* [WHAT YOU WILL DO]
• A. From the book review below, return the stretch from "Buzz Aldrin's foreward" through "round good guy.", copied word for word.
• B. In the book review below, who wrote the book's foreword?

* [PASSAGE PROVIDED]
* begin *
That having been said, the innate likability of the man shines through the text. He was clearly not overly impressed with himself and understood his limitations and his humanity. Most of all his self-deprecating humour caught my imagination - a case in point is the plate showing a photo of his self-portrait in the sand. I wasn't previously aware of his personal struggle with dyslexia, which makes his acheivements in the cockpit all the greater and his appointment as an astronaut amazing. I had heard the story of the Mercury selection and Pete's description of the blank rorshach card from another Astronauts biography, however, it was listed as 'rumour'. I wonder if it is fact or posthumous hearsay.
Pete's life was hard, but only in comparison to his origins, many people start in abject poverty and have to struggle, although I do appreciate that his family's fall from wealth galvanised the man into refusing to quit at anything (Mercury selection and the dreaded electronic probe notwithstanding - hey even Braveheart would have said "to hell with this!"). I felt that some parts of the book were necessarily understated, particularly in dealing with the death of his son - it was an almost Forrest Gump moment, "That's all I have to say about that".
The relationship between Pete, Dicky-Dicky and Beano (the crew of Apollo 12) was for me one of the most interesting parts of the book, as is the way that the first, second and third intake of astronauts all seemed to know each other - notably Wally Schirra and Jim Lovell. Yes there is humour and the tendency to play around, but how much more can be acheived by a crew of really good friends? The skylab section was reasonable, but space geek that I am, I'd have liked to see more detail on the effects of long duration space flight - especially from one who was written off as "unsuitable for long-duration space flight" by the flight surgeons undertaking the Mercury Selection process.
Buzz Aldrin's foreward is worth a mention, as he appears to be someone who genuinely liked and respected Pete, and on my next visit to the States I'll certainly watch for the coloured lights in Pete's tree.
On the whole, I am not sorry I bought this book. While it is shaky in literary terms and not entirely accurate I enjoyed the anecdotes from Pete's life, especially the last meal and the autograph for the little girl signed "Your Pal, the Rocketman". The episode just seemed for me to epitomise Pete, the pilot, the astronaut, the joker and all round good guy.
* end *
* [EXTRACTED INFORMATION]
* begin *
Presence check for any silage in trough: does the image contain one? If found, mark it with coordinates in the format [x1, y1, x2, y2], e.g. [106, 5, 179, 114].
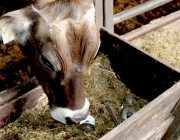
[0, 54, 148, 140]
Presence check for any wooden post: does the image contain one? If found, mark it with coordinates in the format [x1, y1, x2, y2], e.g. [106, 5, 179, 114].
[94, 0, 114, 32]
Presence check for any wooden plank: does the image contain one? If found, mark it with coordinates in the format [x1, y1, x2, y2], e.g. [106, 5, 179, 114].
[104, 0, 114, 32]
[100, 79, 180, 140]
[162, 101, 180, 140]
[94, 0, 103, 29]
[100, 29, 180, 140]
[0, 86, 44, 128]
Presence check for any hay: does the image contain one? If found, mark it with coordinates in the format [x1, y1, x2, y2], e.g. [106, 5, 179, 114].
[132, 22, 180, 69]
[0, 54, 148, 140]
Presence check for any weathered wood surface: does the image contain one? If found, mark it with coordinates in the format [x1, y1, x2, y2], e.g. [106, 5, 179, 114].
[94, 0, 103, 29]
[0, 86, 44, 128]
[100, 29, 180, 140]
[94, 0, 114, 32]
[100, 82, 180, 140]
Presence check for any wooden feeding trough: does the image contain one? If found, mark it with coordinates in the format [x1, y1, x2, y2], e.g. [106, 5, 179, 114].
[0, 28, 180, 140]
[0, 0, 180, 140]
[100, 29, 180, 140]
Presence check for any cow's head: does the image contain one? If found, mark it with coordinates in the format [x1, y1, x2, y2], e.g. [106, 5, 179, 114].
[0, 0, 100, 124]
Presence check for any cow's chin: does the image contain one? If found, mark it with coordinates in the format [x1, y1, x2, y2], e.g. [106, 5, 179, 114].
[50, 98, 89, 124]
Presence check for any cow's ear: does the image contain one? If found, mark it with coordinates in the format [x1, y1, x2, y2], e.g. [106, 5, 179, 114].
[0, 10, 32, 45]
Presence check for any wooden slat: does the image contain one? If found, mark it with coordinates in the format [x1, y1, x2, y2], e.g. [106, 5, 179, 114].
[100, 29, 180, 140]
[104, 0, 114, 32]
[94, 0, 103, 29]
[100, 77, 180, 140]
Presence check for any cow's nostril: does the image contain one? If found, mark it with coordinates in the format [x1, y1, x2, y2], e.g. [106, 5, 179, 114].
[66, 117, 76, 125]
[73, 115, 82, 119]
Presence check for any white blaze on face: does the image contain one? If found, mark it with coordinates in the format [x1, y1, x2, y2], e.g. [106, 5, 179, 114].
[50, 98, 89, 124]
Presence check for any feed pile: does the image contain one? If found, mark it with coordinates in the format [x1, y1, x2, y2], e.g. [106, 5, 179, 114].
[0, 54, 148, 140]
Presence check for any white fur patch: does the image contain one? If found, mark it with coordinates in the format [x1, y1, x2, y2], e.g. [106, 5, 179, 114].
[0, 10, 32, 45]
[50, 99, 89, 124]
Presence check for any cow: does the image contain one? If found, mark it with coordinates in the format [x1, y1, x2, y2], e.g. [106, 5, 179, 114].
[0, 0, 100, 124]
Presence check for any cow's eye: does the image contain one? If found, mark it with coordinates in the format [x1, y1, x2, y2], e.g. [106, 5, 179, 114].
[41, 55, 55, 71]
* end *
* begin *
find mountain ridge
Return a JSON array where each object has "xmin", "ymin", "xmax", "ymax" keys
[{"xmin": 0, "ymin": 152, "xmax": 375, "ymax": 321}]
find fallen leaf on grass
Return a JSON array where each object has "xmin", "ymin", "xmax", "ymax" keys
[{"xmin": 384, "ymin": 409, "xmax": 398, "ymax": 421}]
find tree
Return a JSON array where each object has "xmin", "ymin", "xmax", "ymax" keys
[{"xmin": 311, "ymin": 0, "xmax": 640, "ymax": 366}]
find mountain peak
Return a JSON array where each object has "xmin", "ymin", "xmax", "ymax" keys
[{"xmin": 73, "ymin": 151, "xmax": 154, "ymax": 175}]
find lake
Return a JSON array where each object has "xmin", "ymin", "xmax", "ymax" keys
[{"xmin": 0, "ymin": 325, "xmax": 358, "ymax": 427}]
* end *
* [ANSWERS TO THE EXERCISES]
• A.
Buzz Aldrin's foreward is worth a mention, as he appears to be someone who genuinely liked and respected Pete, and on my next visit to the States I'll certainly watch for the coloured lights in Pete's tree.
On the whole, I am not sorry I bought this book. While it is shaky in literary terms and not entirely accurate I enjoyed the anecdotes from Pete's life, especially the last meal and the autograph for the little girl signed "Your Pal, the Rocketman". The episode just seemed for me to epitomise Pete, the pilot, the astronaut, the joker and all round good guy.

• B. Buzz Aldrin